- [WHAT YOU NEED TO DO]:
Copy the items below word for word, starting at their first line and ending at the line that contains "pixel 488 468", with both of those lines included.

>>

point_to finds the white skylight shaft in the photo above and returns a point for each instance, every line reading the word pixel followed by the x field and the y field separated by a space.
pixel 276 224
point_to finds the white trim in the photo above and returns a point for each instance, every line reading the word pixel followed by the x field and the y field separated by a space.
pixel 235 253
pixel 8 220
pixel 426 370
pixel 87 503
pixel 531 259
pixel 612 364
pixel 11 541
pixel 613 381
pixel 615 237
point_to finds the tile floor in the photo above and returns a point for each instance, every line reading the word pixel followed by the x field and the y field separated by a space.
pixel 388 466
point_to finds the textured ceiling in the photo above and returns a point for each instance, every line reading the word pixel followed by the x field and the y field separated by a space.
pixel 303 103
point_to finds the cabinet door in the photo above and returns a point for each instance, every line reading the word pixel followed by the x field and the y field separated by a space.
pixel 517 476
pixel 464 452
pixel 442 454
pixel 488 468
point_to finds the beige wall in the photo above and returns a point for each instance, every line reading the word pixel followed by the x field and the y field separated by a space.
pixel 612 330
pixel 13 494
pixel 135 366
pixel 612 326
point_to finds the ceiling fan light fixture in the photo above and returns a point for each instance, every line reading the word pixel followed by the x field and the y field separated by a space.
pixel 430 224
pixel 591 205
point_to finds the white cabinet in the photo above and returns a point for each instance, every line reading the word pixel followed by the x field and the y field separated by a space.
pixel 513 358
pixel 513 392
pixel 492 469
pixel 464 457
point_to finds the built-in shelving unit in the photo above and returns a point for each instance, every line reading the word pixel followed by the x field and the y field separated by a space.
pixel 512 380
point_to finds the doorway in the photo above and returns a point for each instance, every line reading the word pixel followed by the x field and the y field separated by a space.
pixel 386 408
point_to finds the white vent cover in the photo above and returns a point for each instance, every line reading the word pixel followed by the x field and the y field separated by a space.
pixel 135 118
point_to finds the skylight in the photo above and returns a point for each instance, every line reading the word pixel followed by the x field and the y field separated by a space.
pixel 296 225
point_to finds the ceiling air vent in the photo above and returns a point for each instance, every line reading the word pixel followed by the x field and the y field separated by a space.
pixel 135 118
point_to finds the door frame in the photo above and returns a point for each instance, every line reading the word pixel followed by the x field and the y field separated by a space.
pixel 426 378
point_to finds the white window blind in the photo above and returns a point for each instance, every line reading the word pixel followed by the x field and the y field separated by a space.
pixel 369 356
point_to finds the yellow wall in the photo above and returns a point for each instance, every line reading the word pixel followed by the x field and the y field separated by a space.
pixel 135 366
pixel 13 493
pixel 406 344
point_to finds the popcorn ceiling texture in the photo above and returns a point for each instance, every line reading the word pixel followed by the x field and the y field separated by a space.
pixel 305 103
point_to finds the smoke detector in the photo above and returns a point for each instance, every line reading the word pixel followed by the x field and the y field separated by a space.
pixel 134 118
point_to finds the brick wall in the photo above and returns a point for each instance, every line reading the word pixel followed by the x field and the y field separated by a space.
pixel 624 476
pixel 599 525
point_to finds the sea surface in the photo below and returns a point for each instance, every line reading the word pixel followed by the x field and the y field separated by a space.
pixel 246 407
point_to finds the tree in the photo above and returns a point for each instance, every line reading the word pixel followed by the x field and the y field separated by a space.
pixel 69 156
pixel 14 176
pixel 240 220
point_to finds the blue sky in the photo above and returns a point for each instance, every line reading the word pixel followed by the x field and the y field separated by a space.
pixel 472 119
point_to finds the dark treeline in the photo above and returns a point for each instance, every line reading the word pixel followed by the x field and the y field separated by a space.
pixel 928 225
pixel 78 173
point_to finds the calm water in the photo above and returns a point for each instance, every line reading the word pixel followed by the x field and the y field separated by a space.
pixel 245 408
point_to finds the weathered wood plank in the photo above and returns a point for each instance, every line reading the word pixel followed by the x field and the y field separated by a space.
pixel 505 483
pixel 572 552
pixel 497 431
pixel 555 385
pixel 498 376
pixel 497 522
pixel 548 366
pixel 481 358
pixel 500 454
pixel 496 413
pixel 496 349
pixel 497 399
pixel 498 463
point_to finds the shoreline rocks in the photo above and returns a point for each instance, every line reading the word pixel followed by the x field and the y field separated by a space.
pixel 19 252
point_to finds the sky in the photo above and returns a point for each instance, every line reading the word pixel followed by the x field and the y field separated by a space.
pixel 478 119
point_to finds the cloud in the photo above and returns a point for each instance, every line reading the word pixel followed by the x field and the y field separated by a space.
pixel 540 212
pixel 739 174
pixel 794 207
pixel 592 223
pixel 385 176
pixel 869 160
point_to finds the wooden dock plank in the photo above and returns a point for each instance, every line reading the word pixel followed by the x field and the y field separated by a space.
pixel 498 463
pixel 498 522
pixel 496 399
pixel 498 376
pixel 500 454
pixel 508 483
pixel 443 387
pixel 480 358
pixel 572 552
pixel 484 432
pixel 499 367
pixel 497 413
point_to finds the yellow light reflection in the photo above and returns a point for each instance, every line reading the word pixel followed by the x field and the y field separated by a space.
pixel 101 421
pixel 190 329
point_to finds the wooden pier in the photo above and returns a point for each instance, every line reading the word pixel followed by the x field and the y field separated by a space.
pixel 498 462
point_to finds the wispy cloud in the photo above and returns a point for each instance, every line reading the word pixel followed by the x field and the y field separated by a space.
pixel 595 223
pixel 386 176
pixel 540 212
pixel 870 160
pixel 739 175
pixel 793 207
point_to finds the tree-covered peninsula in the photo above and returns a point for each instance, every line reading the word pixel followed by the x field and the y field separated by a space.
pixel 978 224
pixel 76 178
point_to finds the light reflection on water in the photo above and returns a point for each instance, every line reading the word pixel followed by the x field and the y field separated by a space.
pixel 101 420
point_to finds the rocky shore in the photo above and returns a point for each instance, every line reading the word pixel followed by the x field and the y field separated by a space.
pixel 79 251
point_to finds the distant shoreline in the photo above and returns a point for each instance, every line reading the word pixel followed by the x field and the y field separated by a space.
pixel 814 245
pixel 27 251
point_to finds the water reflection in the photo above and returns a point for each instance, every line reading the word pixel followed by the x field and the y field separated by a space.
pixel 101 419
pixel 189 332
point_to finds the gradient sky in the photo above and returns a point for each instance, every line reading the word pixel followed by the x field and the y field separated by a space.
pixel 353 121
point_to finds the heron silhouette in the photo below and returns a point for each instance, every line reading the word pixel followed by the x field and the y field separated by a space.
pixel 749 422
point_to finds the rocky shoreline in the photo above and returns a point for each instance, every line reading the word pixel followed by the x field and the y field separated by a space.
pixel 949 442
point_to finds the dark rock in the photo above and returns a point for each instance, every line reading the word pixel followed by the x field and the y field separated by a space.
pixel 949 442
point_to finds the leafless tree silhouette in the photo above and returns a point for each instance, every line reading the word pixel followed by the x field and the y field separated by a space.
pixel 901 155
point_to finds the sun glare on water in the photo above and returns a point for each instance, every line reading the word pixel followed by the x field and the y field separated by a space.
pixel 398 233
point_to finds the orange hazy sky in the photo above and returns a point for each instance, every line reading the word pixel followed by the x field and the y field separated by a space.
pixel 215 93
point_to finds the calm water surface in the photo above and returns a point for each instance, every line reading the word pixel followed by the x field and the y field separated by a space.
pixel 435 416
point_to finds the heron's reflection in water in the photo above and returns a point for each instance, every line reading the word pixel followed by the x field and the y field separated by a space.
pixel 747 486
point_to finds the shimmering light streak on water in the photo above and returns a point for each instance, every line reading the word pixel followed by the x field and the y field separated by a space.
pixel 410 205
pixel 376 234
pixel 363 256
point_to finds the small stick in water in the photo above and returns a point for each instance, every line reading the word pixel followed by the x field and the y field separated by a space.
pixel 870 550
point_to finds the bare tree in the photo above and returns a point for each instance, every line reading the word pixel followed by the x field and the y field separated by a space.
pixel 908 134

<<

- [SOLVED PROBLEM]:
point_to finds the white skylight shaft in the photo above and returns a point for each instance, every line reading the word pixel followed by the x field and the y field separated by a space.
pixel 276 224
point_to finds the white trim in the photo above and returns a point for each instance, every line reading the word pixel followed by the x field and the y field separated by a space.
pixel 235 253
pixel 8 220
pixel 426 370
pixel 87 503
pixel 531 259
pixel 612 364
pixel 11 541
pixel 613 381
pixel 615 237
point_to finds the tile floor in the photo above and returns a point for each instance, every line reading the word pixel followed by the x field and the y field separated by a space.
pixel 388 466
point_to finds the textured ceiling in the photo above and returns a point for each instance, every line reading the word pixel followed by the x field and the y field separated by a space.
pixel 303 103
point_to finds the cabinet door in the photo above and returns a point for each instance, every line reading the word pixel followed by the x field and the y field separated by a space.
pixel 517 476
pixel 464 452
pixel 442 454
pixel 488 468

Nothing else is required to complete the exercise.